* [PROBLEM TO SOLVE]:
Continue the article on cattle age verification in Alberta from the point where it stops.

* [PROVIDED TEXT]:
----------------------------------------

Birth certificates amount to a passport for the livestock, according to Sparry.
“The birth certificate is designed as a security, more or less for the auction market or for when you’re selling yourself, it’s a proof that you have those animals age verified. It’s a document saying the tag number, how old they are, and the months the birth certificate was created.”
There are differing methods regarding recording information, but both are adequate.
“By the Alberta government, all of our cattle need to be age verified as of Jan. 1, 2009. So, we’re into our second year of that. And you can be accessing the Canadian Livestock Tracking System (CLTS), and you can access that through the CCIA’s main page. Just a little bit of information on age verification — as we all know it’s the CCIA number directly associated with the calving date. There are two different ways that we can be uploading that information. A very common method that I run into quite frequently is that a lot of producers believe that we need to be doing every animal individually. If this is how you already run your records that’s fantastic, but you can be doing it at the calving start date. So we try to go right around the 90 day/three month period, so most of us have calving periods within that time frame. If that’s the case, we can just be going off your calving start date, which makes things quite a bit simpler,” said Sparry.
It is important for the industry to accept the new regulations both from a profit perspective and to break into new markets, she added.
“I’d like to talk briefly about the benefits of age verification. As you all know, our trade partners are proposing that we need age verification as a pre-requisite to exporting cattle in domestic or international markets. That’s for either opening them or maintaining them there. In addition, age verification benefits some of the other events that we have attached to the CLTS, whether that be the full animal movement tracking, which is the feedlots. Since Jan. 1, 2009 all feedlots over 5,000 head have been reporting all animals coming into their feedlots. So that’s attached as an event onto that tag.”
Sparry wrapped up the presentation with a collection of tips for producers regarding age verification.

----------------------------------------

* [MATERIAL PROVIDED]:
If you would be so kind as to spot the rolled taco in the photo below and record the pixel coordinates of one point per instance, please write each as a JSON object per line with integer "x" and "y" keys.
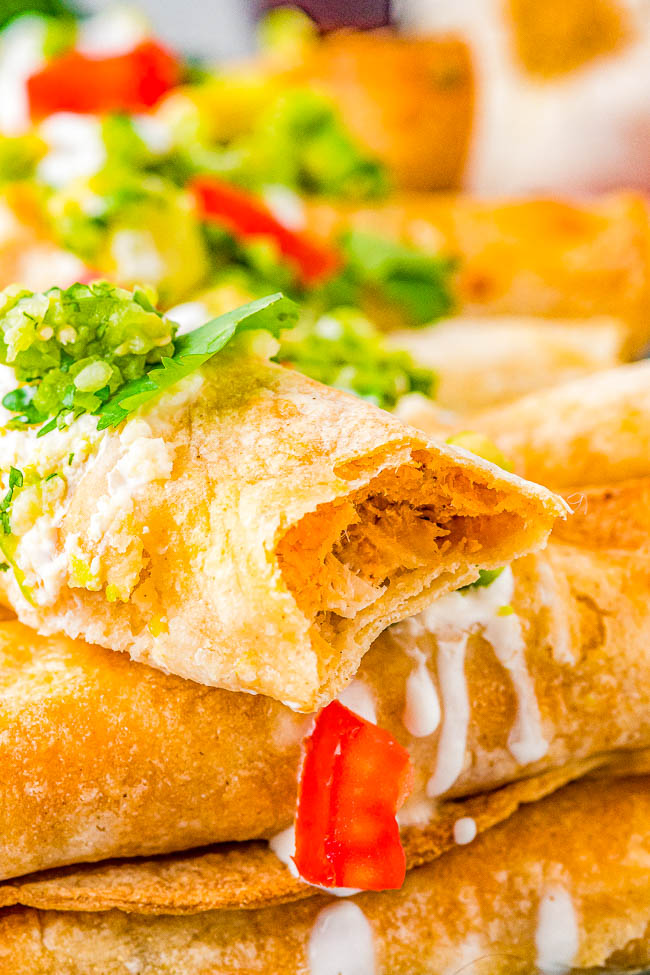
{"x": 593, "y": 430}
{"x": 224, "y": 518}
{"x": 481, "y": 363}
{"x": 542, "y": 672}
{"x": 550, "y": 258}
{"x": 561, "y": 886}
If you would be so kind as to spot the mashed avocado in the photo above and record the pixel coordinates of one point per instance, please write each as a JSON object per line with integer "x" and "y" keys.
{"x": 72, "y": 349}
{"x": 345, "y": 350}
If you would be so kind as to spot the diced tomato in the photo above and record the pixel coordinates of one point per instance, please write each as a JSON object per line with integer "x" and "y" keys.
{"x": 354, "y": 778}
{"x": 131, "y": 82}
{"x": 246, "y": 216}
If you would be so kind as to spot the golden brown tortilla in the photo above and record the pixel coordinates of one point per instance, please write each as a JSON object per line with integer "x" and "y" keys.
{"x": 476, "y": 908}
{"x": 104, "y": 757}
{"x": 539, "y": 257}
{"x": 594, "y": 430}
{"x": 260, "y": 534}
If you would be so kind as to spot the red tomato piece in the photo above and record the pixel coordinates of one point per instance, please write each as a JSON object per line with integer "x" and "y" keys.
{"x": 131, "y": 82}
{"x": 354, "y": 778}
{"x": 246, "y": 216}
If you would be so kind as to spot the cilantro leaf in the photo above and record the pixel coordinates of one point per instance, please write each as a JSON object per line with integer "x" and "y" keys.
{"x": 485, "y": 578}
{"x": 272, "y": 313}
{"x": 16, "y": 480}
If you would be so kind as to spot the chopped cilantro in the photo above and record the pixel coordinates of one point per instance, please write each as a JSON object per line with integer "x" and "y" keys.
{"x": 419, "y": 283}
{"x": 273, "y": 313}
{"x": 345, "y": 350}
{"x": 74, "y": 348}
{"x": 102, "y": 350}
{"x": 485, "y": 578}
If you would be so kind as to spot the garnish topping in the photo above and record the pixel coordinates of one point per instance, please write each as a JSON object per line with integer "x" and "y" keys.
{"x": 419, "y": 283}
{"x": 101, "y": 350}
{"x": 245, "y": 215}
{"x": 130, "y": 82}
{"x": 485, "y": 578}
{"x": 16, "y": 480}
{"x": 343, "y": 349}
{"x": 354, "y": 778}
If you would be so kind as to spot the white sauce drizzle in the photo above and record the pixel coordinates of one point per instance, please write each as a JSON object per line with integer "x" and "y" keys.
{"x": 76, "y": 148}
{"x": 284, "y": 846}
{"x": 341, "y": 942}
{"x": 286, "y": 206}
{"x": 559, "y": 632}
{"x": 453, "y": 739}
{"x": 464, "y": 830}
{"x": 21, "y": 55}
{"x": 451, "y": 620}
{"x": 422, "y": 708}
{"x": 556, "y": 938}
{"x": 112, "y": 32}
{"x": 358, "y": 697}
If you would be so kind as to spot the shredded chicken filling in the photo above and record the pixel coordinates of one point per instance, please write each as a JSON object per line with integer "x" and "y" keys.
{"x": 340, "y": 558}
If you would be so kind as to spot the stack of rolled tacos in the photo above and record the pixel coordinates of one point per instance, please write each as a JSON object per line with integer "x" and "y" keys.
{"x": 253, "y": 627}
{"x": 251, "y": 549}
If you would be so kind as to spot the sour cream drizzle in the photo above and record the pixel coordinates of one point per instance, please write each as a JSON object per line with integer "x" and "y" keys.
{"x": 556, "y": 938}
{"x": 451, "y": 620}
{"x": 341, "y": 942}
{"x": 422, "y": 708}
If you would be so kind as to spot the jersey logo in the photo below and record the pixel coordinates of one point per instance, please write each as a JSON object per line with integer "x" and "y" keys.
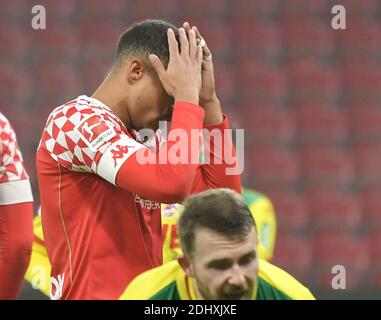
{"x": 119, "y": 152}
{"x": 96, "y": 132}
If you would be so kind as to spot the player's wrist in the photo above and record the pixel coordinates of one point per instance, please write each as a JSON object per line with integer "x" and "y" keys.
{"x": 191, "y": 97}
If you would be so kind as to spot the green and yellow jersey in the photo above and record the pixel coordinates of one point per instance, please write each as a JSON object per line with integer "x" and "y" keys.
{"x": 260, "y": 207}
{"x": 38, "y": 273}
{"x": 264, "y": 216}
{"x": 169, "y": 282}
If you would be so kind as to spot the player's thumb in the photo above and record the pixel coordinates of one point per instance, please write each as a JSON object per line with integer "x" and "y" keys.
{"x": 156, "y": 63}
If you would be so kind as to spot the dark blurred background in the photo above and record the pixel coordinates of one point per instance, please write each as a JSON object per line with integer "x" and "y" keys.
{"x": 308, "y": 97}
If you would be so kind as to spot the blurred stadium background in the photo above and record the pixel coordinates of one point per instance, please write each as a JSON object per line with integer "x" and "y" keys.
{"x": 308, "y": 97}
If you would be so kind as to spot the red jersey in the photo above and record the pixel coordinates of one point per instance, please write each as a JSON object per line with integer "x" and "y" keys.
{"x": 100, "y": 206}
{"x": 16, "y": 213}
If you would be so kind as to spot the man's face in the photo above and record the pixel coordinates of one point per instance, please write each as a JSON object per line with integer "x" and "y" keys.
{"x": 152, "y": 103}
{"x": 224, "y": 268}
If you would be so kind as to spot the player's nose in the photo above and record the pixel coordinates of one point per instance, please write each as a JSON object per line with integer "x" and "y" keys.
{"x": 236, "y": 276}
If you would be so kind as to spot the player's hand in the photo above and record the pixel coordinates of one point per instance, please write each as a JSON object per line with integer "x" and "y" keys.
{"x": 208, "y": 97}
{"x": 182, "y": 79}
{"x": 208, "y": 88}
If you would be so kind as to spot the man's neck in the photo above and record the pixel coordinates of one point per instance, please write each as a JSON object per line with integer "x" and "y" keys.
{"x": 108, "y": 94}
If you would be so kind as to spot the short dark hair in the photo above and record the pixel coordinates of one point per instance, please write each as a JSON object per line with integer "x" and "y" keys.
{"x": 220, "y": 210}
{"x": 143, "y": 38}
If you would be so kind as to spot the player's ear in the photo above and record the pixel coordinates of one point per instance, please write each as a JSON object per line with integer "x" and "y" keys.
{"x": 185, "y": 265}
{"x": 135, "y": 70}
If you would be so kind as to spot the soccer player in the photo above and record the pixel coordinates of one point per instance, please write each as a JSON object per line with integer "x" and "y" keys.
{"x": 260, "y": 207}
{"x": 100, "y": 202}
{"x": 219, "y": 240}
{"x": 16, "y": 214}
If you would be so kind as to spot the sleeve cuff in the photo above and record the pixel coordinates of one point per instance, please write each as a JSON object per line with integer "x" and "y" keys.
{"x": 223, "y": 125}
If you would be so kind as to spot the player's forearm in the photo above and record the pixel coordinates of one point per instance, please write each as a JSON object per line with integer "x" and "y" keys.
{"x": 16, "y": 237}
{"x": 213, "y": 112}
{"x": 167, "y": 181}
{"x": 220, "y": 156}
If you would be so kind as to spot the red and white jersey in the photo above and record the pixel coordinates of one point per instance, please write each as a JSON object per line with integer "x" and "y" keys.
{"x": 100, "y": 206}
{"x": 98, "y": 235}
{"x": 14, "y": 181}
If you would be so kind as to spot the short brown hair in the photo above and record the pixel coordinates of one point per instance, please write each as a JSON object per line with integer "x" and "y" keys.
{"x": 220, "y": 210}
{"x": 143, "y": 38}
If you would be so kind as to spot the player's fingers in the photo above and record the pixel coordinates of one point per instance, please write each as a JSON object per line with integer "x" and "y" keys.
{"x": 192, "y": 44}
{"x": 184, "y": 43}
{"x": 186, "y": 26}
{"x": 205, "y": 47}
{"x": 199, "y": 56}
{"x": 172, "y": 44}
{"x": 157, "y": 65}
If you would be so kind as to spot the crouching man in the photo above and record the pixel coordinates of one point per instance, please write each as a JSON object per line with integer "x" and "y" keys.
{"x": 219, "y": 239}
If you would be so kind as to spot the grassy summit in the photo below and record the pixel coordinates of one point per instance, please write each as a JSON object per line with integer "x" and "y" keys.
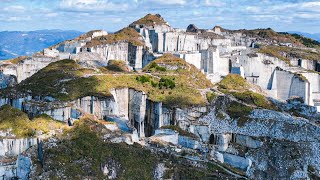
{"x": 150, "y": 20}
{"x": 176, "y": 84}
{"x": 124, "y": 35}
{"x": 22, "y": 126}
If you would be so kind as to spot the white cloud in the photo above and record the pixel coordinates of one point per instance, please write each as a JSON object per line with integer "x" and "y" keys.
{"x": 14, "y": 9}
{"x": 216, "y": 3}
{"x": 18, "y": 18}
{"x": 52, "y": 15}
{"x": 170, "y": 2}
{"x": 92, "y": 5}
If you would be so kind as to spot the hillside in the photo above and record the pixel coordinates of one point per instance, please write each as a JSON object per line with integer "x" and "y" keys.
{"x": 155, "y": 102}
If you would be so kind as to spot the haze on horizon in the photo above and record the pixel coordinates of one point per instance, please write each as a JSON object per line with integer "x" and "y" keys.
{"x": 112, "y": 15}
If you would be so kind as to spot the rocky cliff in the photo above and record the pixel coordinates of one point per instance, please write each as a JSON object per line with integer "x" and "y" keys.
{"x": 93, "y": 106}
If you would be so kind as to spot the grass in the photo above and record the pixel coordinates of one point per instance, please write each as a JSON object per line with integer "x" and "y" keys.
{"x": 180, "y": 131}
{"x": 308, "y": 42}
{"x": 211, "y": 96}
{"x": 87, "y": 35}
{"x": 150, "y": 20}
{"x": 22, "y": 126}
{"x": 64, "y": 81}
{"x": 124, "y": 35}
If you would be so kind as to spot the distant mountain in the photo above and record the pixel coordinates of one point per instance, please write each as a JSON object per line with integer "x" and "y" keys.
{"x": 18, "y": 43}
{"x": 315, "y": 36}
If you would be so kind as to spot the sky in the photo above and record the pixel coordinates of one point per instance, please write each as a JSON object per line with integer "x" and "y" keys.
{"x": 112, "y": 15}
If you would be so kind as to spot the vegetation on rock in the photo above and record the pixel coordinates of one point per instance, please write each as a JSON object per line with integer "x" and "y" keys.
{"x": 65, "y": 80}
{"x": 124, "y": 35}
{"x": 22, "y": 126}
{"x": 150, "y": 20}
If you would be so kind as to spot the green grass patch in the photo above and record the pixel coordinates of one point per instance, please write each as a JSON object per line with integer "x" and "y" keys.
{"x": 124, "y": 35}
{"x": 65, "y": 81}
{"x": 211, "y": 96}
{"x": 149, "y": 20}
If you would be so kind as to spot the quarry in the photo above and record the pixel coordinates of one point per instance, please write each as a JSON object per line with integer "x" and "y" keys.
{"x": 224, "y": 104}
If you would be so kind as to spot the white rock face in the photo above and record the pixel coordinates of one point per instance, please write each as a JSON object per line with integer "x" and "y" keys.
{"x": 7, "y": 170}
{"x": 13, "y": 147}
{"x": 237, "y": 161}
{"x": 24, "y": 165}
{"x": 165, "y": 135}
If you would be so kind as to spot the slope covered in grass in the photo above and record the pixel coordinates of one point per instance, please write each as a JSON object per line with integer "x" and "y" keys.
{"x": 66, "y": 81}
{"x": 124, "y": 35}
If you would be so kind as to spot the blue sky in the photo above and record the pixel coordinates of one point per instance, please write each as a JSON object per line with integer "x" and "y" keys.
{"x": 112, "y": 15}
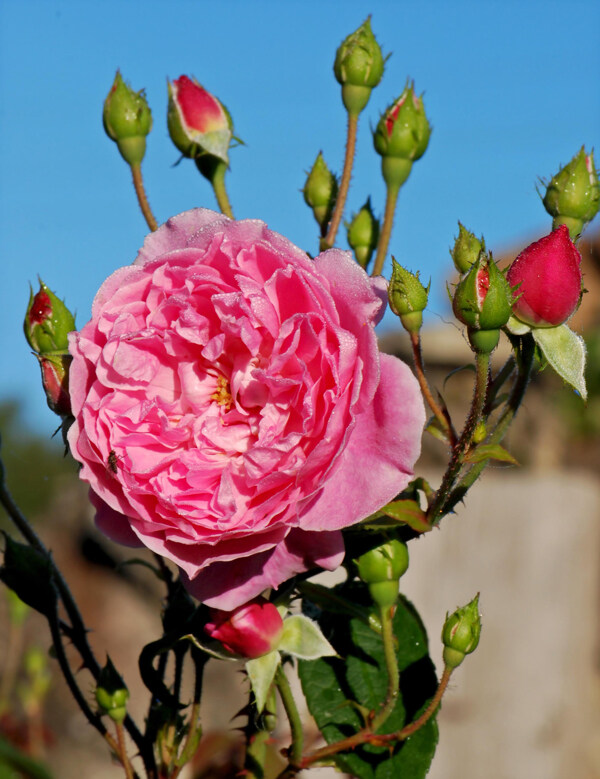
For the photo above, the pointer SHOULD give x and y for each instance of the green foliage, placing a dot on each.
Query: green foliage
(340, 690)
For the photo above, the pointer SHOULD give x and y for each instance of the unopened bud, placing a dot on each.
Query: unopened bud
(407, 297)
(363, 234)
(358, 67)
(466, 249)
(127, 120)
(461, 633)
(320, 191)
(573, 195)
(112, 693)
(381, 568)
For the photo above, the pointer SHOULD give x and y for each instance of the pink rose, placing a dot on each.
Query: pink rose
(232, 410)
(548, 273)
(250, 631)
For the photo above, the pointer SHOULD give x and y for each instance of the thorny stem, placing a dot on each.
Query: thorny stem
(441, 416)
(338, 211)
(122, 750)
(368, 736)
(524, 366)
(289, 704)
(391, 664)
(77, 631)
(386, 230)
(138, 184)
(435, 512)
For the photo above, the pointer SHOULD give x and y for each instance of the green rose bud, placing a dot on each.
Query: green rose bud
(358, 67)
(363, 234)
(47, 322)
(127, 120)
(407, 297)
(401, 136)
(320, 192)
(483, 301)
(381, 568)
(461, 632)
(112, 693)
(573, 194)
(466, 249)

----------------------------------------

* [RESULT FOR THIS TASK]:
“So there’s some different tricks and tips for age verification. I don’t want to change how you’re recording your calving books or do anything like that, I just want to make things easier for you. So come fall, or when you’re done calving or whatever and you want to age verify your cattle, that it’s not as much of a task if you know the information. So my first recommendation to you is that when you’re buying your CCIA tags, get them in order. As a rule and a management practice, the dealers have most of their tags in sequential order already, but if you’re buying more than one package it makes it a lot easier so that we can say I’ve got one to 200 as opposed to one to 100 and three to 400. It just works a lot easier that way. As well, write the tag range down in the front of your calving book. The reason I say this is, for those of us who tag at branding, and we don’t do individual dates, it’s quite a bit simpler for us just to write the tag range in the front of the book, and that way by process of elimination, we can say we’ve only got 10 tags left over, all the others went into my 2010 herd, those are the ones we’re going to age verify. We have run into a few problems before, which have been resolved, where we don’t know what numbers they are, some of them have went to cow culls, some of them went into bulls, and that’s how we’ve run into problems. So this is something that we’ve kind of thought up just for that purpose.”